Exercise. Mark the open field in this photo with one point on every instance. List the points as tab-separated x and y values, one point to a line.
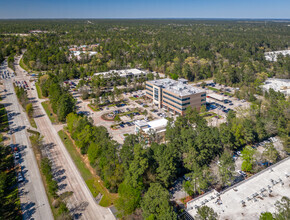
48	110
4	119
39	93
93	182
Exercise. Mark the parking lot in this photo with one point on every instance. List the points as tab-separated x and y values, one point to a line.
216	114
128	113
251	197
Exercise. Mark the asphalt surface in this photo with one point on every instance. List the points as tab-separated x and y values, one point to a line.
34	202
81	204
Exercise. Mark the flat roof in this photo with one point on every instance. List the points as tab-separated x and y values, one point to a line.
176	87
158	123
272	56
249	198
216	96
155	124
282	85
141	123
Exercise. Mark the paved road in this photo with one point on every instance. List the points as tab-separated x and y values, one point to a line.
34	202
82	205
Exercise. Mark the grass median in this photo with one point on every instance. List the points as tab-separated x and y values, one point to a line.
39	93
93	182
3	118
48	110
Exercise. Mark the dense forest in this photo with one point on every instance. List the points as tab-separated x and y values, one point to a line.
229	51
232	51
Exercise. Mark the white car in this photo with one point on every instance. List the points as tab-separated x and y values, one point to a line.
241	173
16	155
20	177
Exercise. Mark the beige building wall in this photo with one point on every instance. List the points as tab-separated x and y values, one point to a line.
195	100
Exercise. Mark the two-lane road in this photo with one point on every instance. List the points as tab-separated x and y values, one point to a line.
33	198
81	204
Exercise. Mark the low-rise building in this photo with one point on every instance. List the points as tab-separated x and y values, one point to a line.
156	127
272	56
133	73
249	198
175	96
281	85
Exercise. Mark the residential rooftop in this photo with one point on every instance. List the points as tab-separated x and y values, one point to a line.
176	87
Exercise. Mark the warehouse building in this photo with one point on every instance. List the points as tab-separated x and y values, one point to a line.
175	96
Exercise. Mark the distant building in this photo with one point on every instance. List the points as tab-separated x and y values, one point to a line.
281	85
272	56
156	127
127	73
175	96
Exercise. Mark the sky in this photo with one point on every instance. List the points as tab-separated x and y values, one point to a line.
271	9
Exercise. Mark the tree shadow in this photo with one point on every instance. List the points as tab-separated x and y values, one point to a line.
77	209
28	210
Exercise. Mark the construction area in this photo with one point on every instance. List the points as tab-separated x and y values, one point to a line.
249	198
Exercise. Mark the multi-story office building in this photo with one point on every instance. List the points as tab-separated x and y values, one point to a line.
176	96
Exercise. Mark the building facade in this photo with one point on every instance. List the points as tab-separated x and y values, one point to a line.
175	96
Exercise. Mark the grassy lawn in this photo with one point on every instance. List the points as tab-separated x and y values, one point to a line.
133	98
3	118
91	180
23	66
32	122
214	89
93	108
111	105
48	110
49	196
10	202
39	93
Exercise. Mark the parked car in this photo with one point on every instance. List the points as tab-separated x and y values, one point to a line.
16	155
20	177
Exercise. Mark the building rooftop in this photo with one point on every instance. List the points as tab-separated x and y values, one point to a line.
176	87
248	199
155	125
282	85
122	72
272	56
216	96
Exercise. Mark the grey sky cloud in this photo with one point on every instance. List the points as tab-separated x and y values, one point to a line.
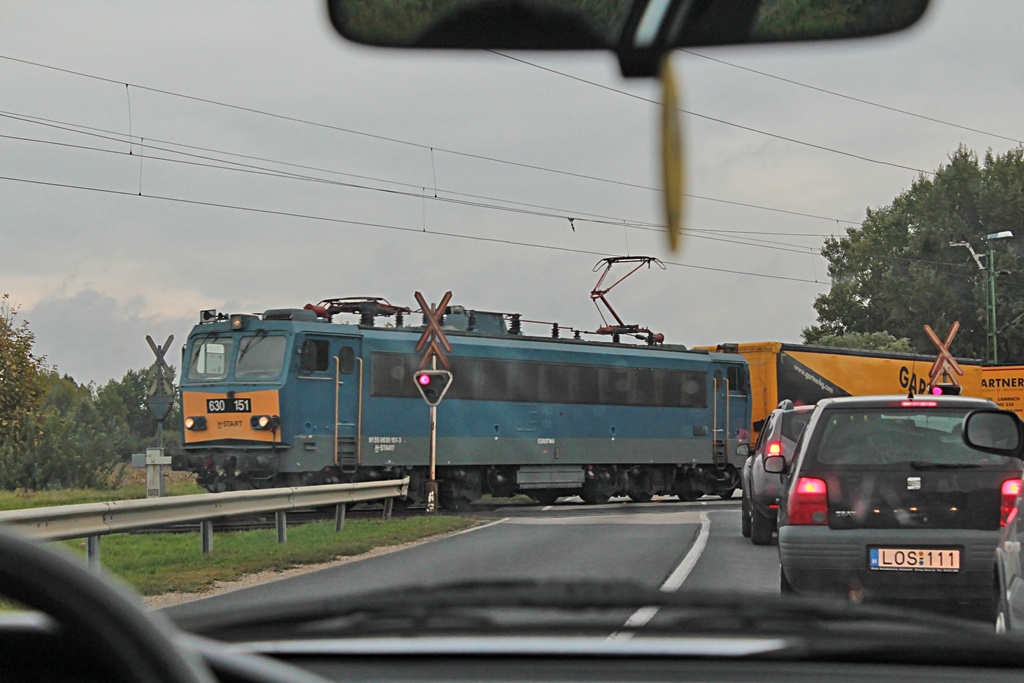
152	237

==

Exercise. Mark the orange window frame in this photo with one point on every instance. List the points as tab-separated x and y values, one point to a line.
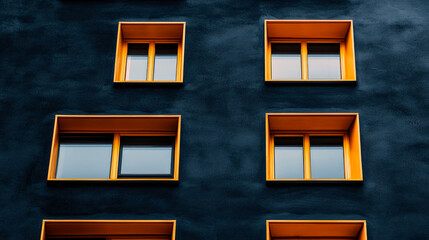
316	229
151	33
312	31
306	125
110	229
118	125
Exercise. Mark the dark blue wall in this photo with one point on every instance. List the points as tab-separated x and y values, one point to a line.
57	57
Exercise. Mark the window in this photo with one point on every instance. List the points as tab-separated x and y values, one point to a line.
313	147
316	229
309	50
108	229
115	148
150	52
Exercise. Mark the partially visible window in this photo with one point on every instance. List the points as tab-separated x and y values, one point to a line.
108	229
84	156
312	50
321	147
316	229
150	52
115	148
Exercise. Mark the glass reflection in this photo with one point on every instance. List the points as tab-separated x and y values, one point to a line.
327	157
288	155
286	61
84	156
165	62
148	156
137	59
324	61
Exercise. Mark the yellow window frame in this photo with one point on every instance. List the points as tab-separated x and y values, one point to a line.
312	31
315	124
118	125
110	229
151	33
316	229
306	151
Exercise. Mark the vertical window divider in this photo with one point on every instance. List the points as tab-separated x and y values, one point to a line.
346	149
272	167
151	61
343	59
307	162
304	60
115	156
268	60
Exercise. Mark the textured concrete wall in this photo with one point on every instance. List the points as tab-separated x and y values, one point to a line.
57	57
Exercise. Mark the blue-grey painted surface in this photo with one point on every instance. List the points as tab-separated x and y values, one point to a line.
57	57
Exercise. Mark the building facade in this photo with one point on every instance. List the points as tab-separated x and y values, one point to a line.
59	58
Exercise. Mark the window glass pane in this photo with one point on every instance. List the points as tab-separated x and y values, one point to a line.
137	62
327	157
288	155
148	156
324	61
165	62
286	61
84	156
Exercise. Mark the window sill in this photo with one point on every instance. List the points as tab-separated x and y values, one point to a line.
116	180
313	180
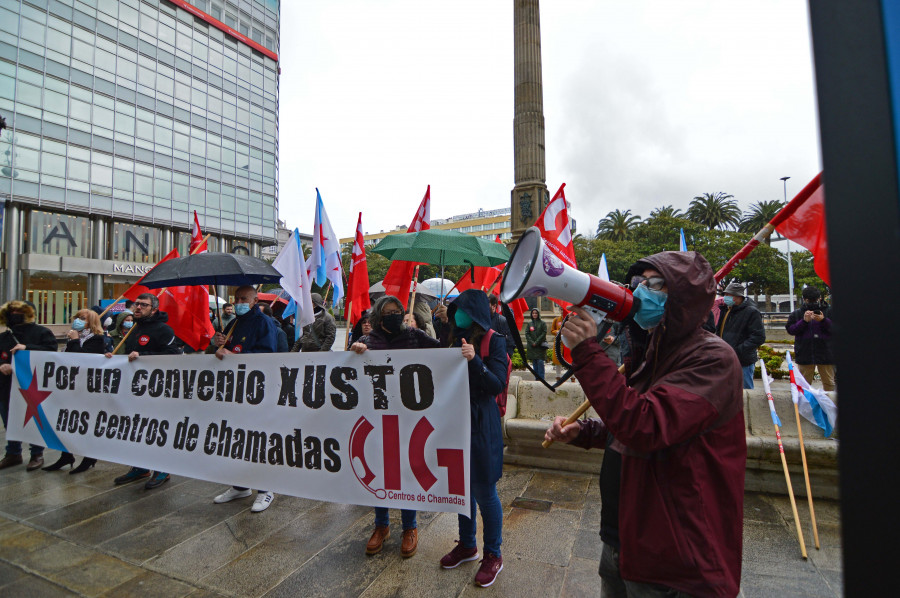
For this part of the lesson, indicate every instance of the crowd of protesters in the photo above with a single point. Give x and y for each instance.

...

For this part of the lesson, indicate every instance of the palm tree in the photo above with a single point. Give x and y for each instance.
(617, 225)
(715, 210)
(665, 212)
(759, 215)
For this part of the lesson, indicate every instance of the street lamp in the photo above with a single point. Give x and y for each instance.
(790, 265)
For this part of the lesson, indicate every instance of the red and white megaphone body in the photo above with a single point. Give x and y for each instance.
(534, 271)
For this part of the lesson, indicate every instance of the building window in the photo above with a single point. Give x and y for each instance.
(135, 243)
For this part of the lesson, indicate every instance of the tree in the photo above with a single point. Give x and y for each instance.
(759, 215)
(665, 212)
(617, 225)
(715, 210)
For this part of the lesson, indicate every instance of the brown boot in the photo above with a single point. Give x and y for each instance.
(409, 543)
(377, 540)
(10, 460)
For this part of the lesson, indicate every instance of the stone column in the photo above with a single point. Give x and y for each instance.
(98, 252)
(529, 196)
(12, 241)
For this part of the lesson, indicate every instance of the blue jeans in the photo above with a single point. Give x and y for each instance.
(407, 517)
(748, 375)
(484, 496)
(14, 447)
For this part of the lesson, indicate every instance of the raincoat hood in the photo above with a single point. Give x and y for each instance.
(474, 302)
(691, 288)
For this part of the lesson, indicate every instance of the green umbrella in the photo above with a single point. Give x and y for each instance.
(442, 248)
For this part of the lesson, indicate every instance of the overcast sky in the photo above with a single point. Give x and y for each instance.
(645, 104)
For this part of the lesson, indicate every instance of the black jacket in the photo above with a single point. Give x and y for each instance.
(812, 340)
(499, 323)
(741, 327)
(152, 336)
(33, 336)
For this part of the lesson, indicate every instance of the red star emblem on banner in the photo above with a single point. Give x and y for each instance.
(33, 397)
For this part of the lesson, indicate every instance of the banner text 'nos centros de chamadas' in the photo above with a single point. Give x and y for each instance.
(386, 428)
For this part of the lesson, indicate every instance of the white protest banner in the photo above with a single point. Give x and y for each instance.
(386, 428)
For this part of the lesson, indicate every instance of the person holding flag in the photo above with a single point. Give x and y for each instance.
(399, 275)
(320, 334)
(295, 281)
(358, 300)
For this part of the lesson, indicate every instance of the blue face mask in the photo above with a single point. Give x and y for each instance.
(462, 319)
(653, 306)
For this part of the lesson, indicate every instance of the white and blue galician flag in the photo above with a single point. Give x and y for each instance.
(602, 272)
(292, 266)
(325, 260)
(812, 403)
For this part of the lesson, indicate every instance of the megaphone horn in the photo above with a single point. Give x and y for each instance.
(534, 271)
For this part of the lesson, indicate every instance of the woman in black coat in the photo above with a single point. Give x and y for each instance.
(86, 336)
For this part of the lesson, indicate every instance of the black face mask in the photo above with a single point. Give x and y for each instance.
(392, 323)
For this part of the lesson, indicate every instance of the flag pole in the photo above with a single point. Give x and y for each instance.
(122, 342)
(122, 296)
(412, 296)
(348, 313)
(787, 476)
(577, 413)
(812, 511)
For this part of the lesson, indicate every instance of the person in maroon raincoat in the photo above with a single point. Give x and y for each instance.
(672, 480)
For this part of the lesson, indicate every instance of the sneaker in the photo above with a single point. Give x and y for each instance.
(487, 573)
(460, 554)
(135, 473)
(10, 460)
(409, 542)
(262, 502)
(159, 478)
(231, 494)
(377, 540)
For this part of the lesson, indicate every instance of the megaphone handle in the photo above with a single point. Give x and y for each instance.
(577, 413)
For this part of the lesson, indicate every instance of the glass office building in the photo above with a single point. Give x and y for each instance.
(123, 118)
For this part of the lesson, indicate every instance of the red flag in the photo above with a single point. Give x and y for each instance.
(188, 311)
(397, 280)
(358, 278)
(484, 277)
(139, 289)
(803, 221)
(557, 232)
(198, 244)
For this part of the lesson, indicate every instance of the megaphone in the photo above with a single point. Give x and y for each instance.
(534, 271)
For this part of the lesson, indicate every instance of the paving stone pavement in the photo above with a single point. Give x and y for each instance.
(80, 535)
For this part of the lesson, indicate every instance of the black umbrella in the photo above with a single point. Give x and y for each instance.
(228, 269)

Task directions: All lines above starting at the one with "Exercise. Mark the window sill" and ending at the one with "of the crowd", inclusive, are to be printed again exactly, with the pictures left out.

Exercise output:
Exercise. Mark the window sill in this photo with one point on every instance. List the points as tab-separated x and y values, one point to a line.
116	180
313	180
For this part of the lesson, indicate every instance of the crowd of protesters in the photo above with a single point. Give x and y for each instance.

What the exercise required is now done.